*Aufgaben*
(A) Tausche im Text über die Gewölbe am Rašín-Damm im Abschnitt von „Kleiner Eingriff, große“ bis „des Rahmens öffnen.“ „Ufermauer“ gegen „Kaimauer“ aus und gib diesen Abschnitt wieder.
(B) Aus welchen Materialien bestehen laut dem Text über die Gewölbe am Rašín-Damm die Rundfenster, die an Bullaugen erinnern?

*Ausgangstext*
Kleiner Eingriff, große Wirkung

Die baulichen Eingriffe fügen sich symbiotisch in die historische Ufermauer ein. Dadurch entsteht wieder ein monumentales Ganzes. Die sechs Gewölbe am Rašín-Damm folgen dem fast kreisförmigen Bogen des oberen Teils der bestehenden Öffnungen. Der Entwurf selbst basiert auf einem kleinen Eingriff, der mehr nimmt, als er hinzufügt. Alte Fassaden aus Streckmetall und Steinkonstruktionen, die in die Brückenbögen der Ufermauer eingebaut waren, wurden abgerissen. Sie wurden durch großformatige Rundfenster ersetzt, die an Bullaugen erinnern. Aus Stahl und Glas gefertigt, lassen sie sich durch diagonale Drehung innerhalb des Rahmens öffnen.

*Bereitgestellte Daten*
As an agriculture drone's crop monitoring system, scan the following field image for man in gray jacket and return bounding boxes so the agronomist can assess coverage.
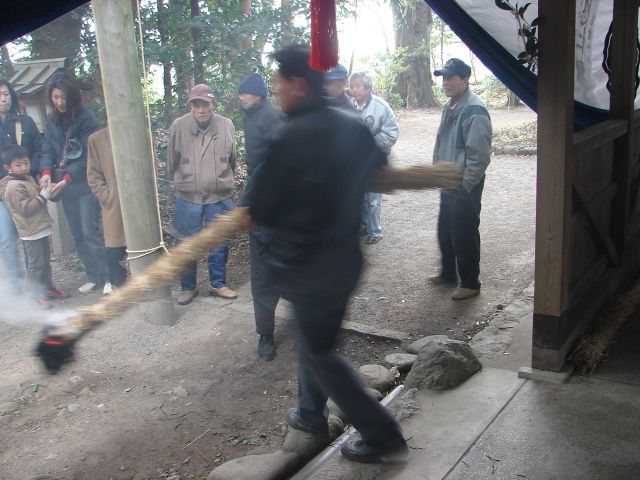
[349,72,400,245]
[167,84,238,305]
[430,58,491,300]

*Antworten je Aufgabe*
(A)
Kleiner Eingriff, große Wirkung

Die baulichen Eingriffe fügen sich symbiotisch in die historische Kaimauer ein. Dadurch entsteht wieder ein monumentales Ganzes. Die sechs Gewölbe am Rašín-Damm folgen dem fast kreisförmigen Bogen des oberen Teils der bestehenden Öffnungen. Der Entwurf selbst basiert auf einem kleinen Eingriff, der mehr nimmt, als er hinzufügt. Alte Fassaden aus Streckmetall und Steinkonstruktionen, die in die Brückenbögen der Kaimauer eingebaut waren, wurden abgerissen. Sie wurden durch großformatige Rundfenster ersetzt, die an Bullaugen erinnern. Aus Stahl und Glas gefertigt, lassen sie sich durch diagonale Drehung innerhalb des Rahmens öffnen.

(B) Aus Stahl und Glas.